Emit an exact copy of the lines running from the start of the records to the line containing "Where can you see the distant ridge", both included.

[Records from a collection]
--- START ---

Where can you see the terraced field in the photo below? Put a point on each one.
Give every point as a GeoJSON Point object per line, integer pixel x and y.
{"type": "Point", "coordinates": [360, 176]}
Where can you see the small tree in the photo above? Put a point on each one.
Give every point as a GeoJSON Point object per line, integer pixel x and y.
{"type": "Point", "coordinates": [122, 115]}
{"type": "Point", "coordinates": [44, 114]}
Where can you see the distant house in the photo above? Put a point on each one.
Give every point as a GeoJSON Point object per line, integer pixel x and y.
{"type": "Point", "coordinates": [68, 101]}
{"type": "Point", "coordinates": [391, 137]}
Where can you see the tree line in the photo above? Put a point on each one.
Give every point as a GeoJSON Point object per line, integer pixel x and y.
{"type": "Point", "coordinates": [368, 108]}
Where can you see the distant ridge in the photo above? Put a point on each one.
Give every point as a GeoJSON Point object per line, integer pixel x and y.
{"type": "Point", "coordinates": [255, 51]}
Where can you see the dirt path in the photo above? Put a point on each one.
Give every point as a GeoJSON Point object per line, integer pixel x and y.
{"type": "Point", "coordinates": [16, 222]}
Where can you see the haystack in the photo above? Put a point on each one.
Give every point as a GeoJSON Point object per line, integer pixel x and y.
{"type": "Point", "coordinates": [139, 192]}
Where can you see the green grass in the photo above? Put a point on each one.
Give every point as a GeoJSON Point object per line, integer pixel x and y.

--- END ---

(YOUR RESPONSE):
Where can you see the terraced field in the photo below? Put a point on each one.
Give every point as a GeoJSON Point object per line, integer pixel x and y.
{"type": "Point", "coordinates": [360, 176]}
Where can you see the small tree in the photo above? Put a point on each one.
Give every point as a GeoJSON Point object per line, integer pixel x and y.
{"type": "Point", "coordinates": [122, 115]}
{"type": "Point", "coordinates": [44, 114]}
Where can you see the distant house in the photo above? Put a point on each one.
Give every point as a GeoJSON Point object per line, integer pixel x and y.
{"type": "Point", "coordinates": [68, 101]}
{"type": "Point", "coordinates": [391, 137]}
Where can you see the tree line in the photo above? Put a point on each one.
Give every point as a GeoJSON Point object per line, integer pixel x and y.
{"type": "Point", "coordinates": [368, 108]}
Where can you see the distant ridge in the photo above? Put a point on each one.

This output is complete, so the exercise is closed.